Point-based annotation records:

## start

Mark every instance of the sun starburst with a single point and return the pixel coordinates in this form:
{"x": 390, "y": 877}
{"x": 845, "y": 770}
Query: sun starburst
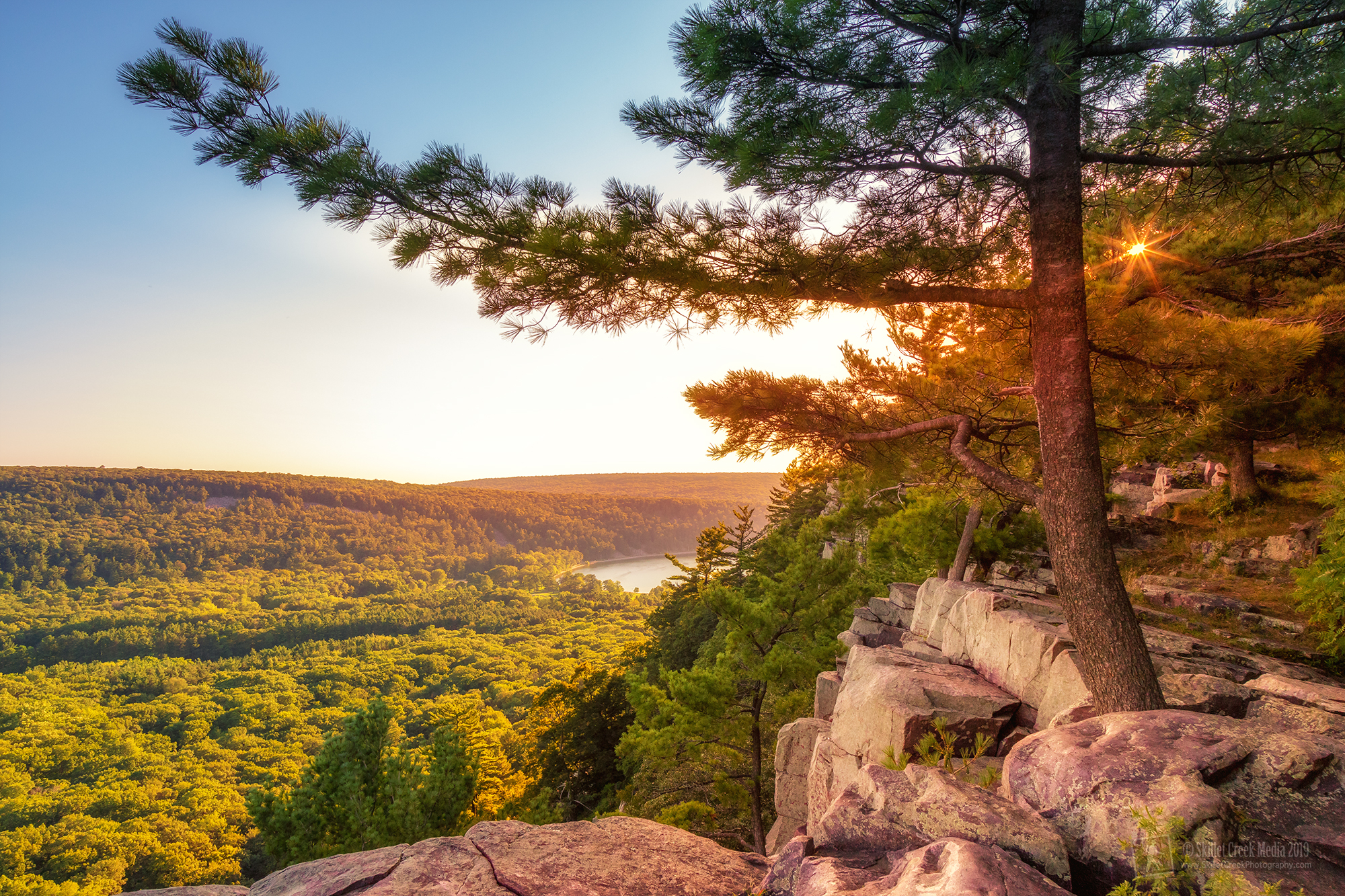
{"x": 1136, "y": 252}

## end
## start

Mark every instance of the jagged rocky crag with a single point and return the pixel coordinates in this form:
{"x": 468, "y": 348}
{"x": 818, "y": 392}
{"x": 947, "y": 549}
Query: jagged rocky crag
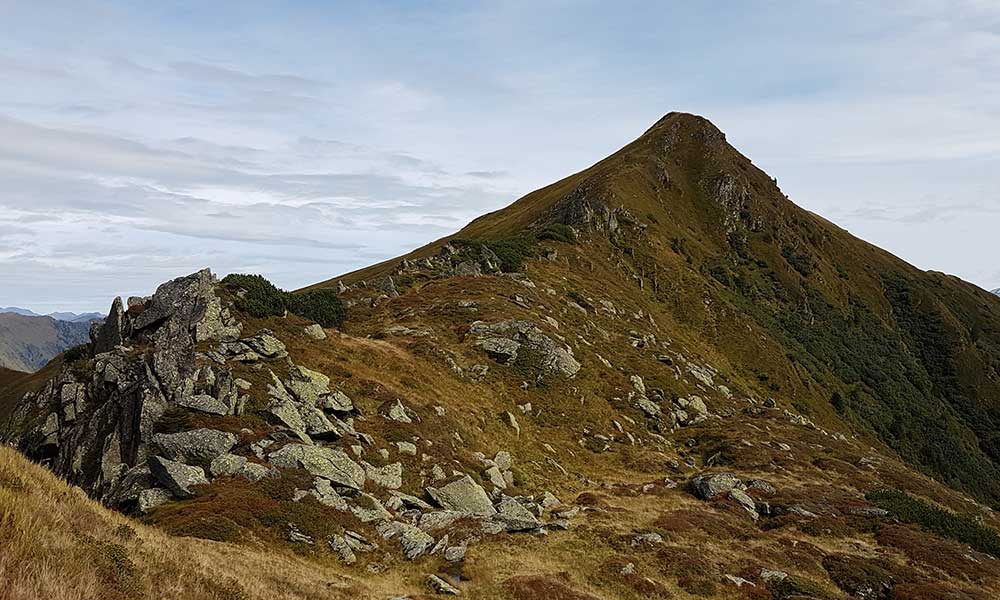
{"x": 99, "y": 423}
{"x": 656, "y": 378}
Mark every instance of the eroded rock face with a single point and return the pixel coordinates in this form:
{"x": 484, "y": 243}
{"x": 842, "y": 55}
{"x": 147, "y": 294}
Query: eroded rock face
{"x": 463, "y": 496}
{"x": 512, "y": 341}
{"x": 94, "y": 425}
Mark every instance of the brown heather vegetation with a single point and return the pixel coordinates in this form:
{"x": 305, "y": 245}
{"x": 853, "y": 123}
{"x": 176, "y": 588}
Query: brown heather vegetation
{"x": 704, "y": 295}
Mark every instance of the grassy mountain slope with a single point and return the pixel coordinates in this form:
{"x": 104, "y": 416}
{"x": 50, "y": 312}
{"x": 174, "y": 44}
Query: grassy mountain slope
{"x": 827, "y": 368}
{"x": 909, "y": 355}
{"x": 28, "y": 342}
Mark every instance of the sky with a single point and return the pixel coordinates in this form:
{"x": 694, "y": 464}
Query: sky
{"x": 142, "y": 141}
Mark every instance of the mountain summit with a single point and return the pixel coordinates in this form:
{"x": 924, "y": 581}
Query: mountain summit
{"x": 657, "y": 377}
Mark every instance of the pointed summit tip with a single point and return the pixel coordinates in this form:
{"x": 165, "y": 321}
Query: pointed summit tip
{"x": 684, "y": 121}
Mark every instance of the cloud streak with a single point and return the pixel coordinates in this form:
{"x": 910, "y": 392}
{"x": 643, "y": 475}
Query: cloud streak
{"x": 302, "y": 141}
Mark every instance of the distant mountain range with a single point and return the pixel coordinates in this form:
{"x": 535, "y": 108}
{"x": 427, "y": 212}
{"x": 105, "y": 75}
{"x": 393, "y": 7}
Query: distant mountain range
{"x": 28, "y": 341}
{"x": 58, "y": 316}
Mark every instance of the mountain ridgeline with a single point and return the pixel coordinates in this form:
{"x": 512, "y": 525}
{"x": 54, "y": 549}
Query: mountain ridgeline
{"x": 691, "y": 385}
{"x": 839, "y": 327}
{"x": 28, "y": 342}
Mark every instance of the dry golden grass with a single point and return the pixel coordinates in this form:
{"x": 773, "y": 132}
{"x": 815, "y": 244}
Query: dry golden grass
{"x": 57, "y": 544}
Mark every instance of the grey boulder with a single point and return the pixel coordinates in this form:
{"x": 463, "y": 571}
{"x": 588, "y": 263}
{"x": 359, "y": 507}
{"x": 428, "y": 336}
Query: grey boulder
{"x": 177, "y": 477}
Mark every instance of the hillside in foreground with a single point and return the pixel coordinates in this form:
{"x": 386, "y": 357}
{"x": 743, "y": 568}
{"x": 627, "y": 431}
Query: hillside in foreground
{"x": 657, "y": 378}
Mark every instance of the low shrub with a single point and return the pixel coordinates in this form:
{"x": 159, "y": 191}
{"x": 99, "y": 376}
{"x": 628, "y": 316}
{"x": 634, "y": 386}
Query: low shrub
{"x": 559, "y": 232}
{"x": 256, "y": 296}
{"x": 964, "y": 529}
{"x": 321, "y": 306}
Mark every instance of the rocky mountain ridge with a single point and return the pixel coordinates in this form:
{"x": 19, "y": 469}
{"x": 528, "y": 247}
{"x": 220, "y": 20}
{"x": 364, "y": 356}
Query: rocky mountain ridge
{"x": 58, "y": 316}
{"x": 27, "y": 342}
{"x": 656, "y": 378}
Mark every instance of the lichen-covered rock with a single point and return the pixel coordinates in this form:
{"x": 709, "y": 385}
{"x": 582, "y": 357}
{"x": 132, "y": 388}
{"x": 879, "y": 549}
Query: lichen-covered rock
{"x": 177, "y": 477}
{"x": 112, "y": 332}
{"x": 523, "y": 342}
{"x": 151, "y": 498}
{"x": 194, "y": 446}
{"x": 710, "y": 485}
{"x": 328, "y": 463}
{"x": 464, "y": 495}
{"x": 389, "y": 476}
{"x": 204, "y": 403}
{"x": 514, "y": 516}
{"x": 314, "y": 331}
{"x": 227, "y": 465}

## end
## start

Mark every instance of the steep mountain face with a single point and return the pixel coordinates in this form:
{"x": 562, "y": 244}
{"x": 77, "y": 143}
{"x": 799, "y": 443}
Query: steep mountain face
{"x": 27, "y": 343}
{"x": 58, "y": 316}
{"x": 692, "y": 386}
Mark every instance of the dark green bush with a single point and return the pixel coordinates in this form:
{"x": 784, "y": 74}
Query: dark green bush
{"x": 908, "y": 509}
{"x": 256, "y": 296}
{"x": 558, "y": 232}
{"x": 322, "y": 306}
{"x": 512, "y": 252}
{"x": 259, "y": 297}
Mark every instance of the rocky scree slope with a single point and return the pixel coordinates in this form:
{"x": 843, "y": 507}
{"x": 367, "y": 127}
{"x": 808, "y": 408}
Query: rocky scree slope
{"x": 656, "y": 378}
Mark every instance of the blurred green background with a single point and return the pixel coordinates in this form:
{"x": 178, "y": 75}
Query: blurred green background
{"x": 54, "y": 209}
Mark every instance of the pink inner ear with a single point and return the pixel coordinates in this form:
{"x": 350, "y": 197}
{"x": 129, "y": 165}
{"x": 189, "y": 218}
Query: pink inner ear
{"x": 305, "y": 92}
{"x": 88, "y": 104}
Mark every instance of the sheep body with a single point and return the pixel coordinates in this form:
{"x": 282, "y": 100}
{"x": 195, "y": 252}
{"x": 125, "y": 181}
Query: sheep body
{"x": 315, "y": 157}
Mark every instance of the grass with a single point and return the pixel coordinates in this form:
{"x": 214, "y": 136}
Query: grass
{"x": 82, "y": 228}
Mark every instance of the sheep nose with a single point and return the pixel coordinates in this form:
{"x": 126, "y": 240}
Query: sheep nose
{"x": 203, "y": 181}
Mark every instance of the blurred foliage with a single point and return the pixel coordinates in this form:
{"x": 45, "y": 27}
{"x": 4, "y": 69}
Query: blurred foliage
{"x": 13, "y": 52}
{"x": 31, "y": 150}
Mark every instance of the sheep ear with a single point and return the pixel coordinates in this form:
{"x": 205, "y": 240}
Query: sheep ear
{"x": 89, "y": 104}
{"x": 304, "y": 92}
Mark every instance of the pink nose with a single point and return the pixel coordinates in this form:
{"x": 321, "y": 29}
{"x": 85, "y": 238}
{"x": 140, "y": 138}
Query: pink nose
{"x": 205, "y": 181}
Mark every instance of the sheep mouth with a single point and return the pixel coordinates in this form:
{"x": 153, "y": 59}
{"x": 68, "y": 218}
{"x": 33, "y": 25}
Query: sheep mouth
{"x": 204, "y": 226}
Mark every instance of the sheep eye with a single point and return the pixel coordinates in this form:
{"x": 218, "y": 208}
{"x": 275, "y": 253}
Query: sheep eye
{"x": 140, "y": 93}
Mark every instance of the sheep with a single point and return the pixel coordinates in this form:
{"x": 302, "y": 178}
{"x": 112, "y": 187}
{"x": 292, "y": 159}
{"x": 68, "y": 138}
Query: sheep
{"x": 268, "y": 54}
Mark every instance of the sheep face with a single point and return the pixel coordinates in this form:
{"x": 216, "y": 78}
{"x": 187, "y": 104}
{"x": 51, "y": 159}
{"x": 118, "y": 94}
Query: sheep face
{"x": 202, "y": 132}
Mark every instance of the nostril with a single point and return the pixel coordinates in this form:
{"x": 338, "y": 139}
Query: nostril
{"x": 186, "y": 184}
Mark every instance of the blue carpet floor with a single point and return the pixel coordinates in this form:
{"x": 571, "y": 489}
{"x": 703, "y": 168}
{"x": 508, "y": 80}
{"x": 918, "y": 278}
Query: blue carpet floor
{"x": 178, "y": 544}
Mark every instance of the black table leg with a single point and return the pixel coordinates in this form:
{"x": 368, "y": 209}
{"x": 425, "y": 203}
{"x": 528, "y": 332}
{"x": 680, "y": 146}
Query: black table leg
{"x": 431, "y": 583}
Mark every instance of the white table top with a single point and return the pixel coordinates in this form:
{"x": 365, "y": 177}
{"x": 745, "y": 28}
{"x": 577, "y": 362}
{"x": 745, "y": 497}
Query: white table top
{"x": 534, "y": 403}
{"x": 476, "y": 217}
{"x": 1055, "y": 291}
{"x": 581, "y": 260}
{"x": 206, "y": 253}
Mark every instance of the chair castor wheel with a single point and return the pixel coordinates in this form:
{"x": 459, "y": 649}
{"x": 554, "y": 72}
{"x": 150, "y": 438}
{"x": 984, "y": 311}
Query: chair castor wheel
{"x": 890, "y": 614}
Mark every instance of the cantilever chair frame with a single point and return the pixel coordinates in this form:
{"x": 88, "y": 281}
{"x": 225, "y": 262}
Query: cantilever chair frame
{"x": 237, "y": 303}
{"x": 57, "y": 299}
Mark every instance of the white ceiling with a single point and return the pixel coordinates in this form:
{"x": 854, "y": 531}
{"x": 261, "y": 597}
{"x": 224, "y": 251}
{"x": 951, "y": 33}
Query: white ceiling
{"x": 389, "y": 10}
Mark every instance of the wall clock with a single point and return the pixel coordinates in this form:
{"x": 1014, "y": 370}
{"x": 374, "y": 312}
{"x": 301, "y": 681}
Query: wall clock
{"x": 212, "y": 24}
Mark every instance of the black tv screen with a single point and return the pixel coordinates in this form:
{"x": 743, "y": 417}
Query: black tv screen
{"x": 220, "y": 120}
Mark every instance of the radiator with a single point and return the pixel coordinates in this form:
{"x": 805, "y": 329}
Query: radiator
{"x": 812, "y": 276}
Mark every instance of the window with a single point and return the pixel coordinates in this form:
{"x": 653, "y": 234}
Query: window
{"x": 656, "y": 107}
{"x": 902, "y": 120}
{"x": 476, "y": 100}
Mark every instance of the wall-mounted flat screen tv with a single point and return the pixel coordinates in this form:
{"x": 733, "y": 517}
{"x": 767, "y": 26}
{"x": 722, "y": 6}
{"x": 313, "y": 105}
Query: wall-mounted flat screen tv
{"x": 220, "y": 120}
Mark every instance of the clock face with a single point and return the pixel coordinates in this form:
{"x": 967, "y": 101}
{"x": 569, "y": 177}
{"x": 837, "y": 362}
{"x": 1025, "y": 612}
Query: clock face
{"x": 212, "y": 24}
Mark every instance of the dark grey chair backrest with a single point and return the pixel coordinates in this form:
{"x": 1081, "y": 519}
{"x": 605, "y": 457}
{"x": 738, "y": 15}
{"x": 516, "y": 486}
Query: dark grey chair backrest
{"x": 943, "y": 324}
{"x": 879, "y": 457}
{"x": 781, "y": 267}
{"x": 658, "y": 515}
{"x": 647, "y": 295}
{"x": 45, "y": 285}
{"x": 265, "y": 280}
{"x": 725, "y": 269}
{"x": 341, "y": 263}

## end

What the exercise asks:
Extract every line of the records that contains the word "golden", treating uppercase and lowercase letters as different.

Reply to the exercise:
Mark every instance of the dry golden grass with a single point and return the pixel coordinates in this form:
Query: dry golden grass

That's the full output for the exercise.